→ **ASSIGNMENT**: Give the records again in full, exactly as they are.

→ **Collected data**:
◇ ◇ ◇ ◇ ◇ ◇ ◇
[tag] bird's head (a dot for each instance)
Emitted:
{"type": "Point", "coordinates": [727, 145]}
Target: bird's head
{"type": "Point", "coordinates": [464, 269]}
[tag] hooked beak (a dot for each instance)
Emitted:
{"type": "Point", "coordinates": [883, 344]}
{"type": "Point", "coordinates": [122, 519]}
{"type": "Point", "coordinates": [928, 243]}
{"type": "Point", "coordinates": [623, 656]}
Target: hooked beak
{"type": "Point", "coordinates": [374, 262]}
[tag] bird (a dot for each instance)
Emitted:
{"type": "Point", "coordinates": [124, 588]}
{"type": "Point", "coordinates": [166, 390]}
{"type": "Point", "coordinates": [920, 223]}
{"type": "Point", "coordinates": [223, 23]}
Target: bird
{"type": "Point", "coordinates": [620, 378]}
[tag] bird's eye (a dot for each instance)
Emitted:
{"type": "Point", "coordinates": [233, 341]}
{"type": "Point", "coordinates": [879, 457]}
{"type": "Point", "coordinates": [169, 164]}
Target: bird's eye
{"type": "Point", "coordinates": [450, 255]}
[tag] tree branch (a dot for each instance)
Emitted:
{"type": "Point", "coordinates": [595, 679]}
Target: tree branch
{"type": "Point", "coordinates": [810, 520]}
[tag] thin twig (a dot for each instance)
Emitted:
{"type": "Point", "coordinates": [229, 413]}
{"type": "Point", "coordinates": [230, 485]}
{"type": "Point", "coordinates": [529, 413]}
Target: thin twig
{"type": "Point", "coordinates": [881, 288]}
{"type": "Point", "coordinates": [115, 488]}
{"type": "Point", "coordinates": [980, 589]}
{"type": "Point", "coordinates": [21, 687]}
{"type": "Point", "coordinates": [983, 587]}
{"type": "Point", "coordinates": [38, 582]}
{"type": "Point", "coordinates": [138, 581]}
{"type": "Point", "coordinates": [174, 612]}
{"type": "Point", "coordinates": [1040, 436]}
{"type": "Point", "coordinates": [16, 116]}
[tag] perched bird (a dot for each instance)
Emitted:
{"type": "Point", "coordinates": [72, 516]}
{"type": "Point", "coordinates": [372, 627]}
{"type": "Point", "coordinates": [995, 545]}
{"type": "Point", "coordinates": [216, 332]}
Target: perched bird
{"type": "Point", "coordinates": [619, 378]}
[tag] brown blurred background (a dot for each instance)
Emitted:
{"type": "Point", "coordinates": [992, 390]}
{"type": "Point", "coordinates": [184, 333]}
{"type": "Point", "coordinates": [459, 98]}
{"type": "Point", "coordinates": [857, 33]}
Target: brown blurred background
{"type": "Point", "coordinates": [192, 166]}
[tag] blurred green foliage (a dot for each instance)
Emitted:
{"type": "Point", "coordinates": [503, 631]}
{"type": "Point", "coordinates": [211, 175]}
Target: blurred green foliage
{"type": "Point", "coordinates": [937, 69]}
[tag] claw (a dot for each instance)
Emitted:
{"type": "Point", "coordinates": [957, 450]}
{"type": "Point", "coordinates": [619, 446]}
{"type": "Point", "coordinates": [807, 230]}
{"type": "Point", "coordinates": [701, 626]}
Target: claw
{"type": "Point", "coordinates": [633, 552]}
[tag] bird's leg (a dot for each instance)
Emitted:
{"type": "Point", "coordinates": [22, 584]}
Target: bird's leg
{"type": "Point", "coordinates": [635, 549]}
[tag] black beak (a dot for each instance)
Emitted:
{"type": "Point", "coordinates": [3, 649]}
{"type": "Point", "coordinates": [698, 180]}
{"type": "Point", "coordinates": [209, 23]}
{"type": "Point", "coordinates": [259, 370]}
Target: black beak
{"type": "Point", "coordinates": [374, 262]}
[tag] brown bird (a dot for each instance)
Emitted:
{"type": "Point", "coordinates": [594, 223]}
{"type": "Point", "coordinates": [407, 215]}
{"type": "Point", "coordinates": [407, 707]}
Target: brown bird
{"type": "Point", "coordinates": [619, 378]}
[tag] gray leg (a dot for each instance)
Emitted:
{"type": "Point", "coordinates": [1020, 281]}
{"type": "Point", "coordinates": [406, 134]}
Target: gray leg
◇ ◇ ◇ ◇ ◇ ◇ ◇
→ **WRITTEN RESPONSE**:
[tag] bird's head (a dot for each instance)
Emitted:
{"type": "Point", "coordinates": [727, 145]}
Target: bird's head
{"type": "Point", "coordinates": [464, 269]}
[tag] hooked beak (a dot for each instance)
Emitted:
{"type": "Point", "coordinates": [883, 344]}
{"type": "Point", "coordinates": [122, 519]}
{"type": "Point", "coordinates": [928, 243]}
{"type": "Point", "coordinates": [623, 656]}
Target: hooked beak
{"type": "Point", "coordinates": [374, 262]}
[tag] bird (a dot for each instance)
Emitted:
{"type": "Point", "coordinates": [124, 588]}
{"type": "Point", "coordinates": [166, 390]}
{"type": "Point", "coordinates": [920, 223]}
{"type": "Point", "coordinates": [223, 23]}
Target: bird
{"type": "Point", "coordinates": [620, 378]}
[tag] bird's eye (a dot for each instance)
Emitted:
{"type": "Point", "coordinates": [233, 341]}
{"type": "Point", "coordinates": [879, 457]}
{"type": "Point", "coordinates": [169, 164]}
Target: bird's eye
{"type": "Point", "coordinates": [450, 255]}
[tag] tree branch (a dot for each instance)
Emitted:
{"type": "Point", "coordinates": [595, 679]}
Target: tree branch
{"type": "Point", "coordinates": [810, 520]}
[tag] thin twig (a dot for each instance)
Emitted:
{"type": "Point", "coordinates": [229, 413]}
{"type": "Point", "coordinates": [230, 485]}
{"type": "Point", "coordinates": [529, 413]}
Target: thin twig
{"type": "Point", "coordinates": [881, 288]}
{"type": "Point", "coordinates": [115, 488]}
{"type": "Point", "coordinates": [980, 589]}
{"type": "Point", "coordinates": [21, 687]}
{"type": "Point", "coordinates": [983, 587]}
{"type": "Point", "coordinates": [38, 582]}
{"type": "Point", "coordinates": [138, 581]}
{"type": "Point", "coordinates": [174, 612]}
{"type": "Point", "coordinates": [1040, 436]}
{"type": "Point", "coordinates": [16, 116]}
[tag] perched bird (a dot for each instance)
Emitted:
{"type": "Point", "coordinates": [72, 516]}
{"type": "Point", "coordinates": [372, 627]}
{"type": "Point", "coordinates": [995, 545]}
{"type": "Point", "coordinates": [216, 332]}
Target: perched bird
{"type": "Point", "coordinates": [619, 378]}
[tag] brown blurred background (a dot for each instance)
Emitted:
{"type": "Point", "coordinates": [992, 390]}
{"type": "Point", "coordinates": [184, 333]}
{"type": "Point", "coordinates": [459, 98]}
{"type": "Point", "coordinates": [857, 33]}
Target: brown blurred background
{"type": "Point", "coordinates": [192, 166]}
[tag] blurred green foliage (a dot for each instance)
Emitted:
{"type": "Point", "coordinates": [503, 631]}
{"type": "Point", "coordinates": [211, 175]}
Target: blurred green foliage
{"type": "Point", "coordinates": [937, 69]}
[tag] claw (a dot for each instance)
Emitted:
{"type": "Point", "coordinates": [957, 450]}
{"type": "Point", "coordinates": [619, 446]}
{"type": "Point", "coordinates": [807, 230]}
{"type": "Point", "coordinates": [701, 626]}
Target: claw
{"type": "Point", "coordinates": [633, 552]}
[tag] bird's leg (a dot for each instance)
Emitted:
{"type": "Point", "coordinates": [22, 584]}
Target: bird's leg
{"type": "Point", "coordinates": [635, 549]}
[tag] black beak (a dot for each instance)
Emitted:
{"type": "Point", "coordinates": [3, 649]}
{"type": "Point", "coordinates": [698, 180]}
{"type": "Point", "coordinates": [209, 23]}
{"type": "Point", "coordinates": [259, 370]}
Target: black beak
{"type": "Point", "coordinates": [374, 262]}
[tag] brown bird (a dot for each instance)
Emitted:
{"type": "Point", "coordinates": [594, 223]}
{"type": "Point", "coordinates": [407, 215]}
{"type": "Point", "coordinates": [407, 707]}
Target: brown bird
{"type": "Point", "coordinates": [619, 378]}
[tag] gray leg (a dot for each instance)
Emitted:
{"type": "Point", "coordinates": [1020, 281]}
{"type": "Point", "coordinates": [406, 134]}
Target: gray leg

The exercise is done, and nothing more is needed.